Annotation data for locating objects:

──────────

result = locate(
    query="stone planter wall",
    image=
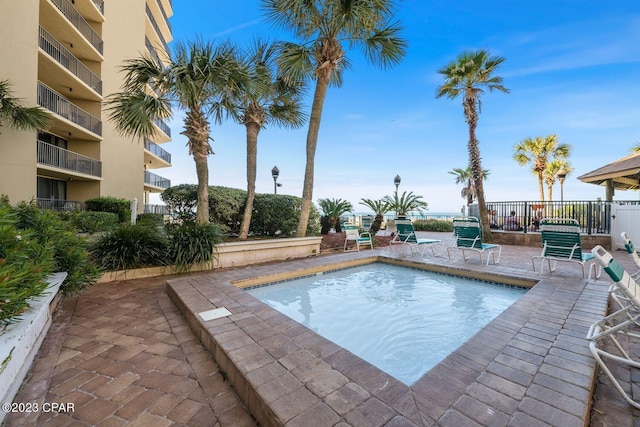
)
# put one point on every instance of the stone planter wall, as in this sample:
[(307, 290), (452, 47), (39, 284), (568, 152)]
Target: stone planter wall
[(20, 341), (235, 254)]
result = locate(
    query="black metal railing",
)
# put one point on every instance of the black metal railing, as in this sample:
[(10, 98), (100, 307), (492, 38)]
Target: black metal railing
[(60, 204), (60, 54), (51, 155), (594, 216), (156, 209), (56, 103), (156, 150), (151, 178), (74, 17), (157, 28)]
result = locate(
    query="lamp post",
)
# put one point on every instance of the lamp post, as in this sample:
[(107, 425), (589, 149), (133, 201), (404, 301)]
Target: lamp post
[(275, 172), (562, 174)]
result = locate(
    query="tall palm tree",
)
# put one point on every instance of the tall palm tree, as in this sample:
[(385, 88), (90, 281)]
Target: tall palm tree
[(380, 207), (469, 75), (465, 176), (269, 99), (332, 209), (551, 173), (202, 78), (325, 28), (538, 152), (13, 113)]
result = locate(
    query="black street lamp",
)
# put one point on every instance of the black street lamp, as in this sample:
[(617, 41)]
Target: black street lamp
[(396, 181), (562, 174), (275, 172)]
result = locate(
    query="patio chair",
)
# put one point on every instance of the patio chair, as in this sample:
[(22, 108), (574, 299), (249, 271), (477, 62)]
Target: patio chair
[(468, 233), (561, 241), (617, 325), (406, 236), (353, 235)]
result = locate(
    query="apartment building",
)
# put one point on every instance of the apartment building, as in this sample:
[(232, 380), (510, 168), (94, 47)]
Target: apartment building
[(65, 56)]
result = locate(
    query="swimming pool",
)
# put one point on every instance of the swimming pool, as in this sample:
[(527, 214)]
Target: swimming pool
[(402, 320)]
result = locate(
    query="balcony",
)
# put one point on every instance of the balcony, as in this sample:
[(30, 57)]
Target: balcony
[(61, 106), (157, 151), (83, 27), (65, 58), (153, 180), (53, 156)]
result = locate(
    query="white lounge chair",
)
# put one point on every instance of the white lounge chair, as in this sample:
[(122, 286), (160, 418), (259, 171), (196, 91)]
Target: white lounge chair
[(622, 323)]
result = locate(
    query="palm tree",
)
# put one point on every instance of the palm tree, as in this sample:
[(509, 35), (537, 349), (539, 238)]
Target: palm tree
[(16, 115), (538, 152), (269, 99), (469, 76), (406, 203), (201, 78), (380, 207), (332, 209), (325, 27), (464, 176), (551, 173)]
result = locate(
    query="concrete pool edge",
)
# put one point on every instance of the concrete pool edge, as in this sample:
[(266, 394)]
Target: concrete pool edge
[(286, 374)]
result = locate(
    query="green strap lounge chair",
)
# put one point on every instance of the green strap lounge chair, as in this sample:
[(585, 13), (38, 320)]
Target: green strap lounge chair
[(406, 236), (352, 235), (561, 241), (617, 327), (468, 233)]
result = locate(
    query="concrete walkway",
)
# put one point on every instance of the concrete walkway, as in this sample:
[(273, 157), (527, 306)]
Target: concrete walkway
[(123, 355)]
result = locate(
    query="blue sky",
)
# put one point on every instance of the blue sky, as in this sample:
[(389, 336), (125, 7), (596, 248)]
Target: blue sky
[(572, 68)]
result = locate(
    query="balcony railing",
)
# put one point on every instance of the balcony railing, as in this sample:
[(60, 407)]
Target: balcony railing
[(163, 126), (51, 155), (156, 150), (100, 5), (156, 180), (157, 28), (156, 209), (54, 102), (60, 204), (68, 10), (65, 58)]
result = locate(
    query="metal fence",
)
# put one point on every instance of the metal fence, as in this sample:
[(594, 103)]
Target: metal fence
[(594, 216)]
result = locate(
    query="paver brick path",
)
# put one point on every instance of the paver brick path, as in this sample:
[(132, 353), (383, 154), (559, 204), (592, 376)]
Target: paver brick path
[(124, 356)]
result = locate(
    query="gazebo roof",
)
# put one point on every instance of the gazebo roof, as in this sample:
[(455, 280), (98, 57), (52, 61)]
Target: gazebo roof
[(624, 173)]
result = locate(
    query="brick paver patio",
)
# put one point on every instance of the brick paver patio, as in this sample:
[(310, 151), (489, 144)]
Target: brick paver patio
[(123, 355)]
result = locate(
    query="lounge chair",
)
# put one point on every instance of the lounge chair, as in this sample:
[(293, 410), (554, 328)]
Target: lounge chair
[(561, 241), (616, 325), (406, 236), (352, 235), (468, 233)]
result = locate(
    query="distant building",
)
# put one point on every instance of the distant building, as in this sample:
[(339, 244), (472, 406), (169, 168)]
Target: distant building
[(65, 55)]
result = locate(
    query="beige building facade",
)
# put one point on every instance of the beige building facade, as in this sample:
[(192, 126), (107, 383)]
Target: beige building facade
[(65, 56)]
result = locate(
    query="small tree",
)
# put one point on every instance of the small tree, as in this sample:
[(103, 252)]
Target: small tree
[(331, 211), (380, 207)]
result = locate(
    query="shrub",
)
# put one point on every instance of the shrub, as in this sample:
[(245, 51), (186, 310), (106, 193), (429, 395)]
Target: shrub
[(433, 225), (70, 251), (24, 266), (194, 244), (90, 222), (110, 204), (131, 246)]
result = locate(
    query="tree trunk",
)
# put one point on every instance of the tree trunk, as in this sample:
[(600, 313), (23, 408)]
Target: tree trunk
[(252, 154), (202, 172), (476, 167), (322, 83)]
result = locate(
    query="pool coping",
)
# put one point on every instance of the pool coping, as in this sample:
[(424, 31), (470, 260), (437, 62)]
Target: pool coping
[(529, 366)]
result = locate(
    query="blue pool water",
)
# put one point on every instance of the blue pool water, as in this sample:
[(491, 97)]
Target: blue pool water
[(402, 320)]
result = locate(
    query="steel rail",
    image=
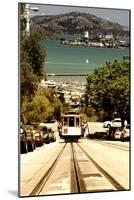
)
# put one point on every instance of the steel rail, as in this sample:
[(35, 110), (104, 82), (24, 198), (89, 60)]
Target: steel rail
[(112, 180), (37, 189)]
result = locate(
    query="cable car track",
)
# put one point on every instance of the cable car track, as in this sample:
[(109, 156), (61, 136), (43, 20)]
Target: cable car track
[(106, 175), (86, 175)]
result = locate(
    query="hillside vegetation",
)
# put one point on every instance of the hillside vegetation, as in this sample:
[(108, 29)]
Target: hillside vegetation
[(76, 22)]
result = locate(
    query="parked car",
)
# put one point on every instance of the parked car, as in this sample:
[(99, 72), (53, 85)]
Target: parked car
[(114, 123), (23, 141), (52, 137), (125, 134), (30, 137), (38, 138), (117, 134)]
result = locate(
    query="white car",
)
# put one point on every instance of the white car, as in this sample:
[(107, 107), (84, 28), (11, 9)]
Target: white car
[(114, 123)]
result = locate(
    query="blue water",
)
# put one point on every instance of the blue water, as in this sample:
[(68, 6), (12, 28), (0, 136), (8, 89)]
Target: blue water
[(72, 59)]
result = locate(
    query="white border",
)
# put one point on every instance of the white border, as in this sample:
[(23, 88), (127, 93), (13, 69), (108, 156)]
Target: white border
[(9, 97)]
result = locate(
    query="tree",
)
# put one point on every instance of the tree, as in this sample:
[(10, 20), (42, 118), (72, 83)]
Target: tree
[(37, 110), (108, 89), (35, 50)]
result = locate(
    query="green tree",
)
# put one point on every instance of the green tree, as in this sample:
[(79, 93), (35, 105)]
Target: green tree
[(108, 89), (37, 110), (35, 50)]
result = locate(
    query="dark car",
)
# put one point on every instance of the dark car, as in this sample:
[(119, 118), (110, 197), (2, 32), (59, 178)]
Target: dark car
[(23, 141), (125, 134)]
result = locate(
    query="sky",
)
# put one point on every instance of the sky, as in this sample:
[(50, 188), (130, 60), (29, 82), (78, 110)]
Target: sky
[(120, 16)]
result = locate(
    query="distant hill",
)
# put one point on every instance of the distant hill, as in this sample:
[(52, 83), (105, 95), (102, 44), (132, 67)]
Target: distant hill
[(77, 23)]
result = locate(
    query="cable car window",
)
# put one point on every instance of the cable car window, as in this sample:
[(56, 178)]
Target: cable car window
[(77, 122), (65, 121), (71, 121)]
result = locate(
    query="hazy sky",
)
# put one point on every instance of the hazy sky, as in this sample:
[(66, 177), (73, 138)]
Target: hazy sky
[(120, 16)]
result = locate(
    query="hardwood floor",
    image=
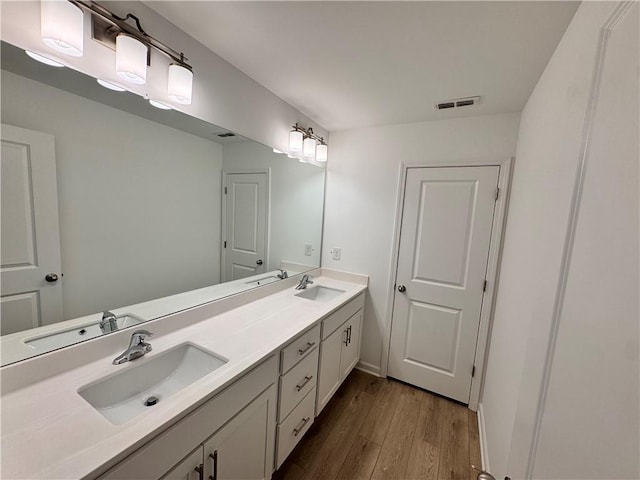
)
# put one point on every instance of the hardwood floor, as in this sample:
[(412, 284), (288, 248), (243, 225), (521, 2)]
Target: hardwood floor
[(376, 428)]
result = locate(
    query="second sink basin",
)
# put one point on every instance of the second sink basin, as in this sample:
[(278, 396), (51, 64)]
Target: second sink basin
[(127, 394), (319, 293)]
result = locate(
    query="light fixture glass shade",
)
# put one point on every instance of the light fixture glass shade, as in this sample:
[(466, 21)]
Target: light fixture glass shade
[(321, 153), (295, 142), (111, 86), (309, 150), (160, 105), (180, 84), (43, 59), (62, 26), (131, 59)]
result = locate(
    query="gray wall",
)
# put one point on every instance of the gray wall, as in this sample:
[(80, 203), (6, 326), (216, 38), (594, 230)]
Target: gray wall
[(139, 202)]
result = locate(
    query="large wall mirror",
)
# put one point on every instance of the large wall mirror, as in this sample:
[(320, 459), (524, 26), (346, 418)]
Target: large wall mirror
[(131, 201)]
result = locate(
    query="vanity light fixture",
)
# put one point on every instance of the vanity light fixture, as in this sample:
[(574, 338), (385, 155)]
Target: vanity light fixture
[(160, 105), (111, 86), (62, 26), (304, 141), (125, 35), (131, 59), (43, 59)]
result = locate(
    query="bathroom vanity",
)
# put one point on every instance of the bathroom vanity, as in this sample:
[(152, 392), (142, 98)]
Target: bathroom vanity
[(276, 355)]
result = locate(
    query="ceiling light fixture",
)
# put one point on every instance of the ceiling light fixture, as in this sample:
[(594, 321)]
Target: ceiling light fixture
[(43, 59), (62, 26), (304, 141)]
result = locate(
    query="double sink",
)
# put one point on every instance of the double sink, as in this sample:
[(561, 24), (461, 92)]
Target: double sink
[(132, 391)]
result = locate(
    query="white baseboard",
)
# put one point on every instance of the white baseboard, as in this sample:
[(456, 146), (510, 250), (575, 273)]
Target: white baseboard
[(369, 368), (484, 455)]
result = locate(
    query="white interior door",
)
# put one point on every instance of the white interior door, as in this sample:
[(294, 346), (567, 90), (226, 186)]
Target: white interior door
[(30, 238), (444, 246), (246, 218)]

──────────

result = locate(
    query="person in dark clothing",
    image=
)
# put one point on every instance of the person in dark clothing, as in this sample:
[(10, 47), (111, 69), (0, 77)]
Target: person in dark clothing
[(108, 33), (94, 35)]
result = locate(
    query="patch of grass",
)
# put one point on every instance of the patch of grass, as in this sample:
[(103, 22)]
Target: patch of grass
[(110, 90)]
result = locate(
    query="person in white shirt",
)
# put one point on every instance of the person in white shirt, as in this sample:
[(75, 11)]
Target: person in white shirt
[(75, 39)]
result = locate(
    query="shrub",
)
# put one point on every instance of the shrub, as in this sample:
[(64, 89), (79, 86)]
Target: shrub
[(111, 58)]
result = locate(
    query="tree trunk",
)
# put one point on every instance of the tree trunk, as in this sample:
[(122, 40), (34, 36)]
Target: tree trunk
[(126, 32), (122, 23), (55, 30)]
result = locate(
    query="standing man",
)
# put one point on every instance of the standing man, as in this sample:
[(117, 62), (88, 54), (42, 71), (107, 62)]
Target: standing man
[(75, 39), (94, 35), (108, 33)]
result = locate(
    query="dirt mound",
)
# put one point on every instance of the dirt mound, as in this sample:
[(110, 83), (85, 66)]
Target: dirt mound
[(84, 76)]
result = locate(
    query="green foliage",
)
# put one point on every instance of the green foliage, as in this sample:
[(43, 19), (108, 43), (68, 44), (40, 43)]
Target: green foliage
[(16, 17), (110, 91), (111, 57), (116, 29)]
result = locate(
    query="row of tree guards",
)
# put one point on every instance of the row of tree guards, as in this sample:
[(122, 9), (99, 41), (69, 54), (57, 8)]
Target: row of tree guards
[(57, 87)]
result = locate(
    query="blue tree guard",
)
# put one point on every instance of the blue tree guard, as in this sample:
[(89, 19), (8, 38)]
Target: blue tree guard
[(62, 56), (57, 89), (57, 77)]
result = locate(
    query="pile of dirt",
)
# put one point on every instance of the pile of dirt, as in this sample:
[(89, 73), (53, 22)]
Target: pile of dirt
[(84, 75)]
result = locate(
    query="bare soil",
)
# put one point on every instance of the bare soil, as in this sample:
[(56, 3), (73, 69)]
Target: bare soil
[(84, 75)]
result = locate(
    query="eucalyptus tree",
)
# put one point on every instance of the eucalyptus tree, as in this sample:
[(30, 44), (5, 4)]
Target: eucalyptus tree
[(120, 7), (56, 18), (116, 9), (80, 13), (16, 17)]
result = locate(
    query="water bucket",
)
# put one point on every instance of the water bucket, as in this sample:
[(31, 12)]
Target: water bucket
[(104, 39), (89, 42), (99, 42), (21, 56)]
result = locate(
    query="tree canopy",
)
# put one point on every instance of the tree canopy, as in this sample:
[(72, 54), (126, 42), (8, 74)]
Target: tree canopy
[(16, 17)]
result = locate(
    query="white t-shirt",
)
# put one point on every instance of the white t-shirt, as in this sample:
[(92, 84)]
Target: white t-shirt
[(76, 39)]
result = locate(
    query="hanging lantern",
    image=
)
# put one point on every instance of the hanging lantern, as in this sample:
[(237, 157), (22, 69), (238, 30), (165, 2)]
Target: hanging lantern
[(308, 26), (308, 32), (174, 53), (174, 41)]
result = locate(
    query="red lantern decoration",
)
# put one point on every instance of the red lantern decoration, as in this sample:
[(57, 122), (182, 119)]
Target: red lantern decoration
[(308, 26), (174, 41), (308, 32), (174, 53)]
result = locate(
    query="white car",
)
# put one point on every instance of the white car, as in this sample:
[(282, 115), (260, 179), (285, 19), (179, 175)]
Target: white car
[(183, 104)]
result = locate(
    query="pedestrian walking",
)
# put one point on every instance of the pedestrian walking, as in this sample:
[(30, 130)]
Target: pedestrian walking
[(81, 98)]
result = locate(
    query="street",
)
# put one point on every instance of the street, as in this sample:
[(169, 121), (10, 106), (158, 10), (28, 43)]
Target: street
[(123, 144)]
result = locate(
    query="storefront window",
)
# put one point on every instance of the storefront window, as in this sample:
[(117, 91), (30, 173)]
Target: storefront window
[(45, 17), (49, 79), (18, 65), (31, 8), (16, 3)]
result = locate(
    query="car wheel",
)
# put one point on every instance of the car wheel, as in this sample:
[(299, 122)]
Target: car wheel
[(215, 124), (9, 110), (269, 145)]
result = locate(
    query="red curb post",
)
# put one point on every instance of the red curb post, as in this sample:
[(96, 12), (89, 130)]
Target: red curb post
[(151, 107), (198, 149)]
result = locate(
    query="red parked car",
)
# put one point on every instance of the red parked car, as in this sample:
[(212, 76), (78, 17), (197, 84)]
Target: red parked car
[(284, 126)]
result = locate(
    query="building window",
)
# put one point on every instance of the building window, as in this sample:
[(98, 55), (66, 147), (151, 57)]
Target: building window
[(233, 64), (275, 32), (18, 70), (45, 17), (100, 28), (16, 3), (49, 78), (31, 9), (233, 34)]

──────────

Exercise description:
Pick out each line of the items above that contains the word "concrete".

Worked solution:
    query="concrete pool edge",
# put one point on every instance of the concrete pool edge, as in this sample:
Target: concrete pool edge
    query="concrete walkway",
# put one point on every instance of the concrete walkway, as in this sample:
Target: concrete walkway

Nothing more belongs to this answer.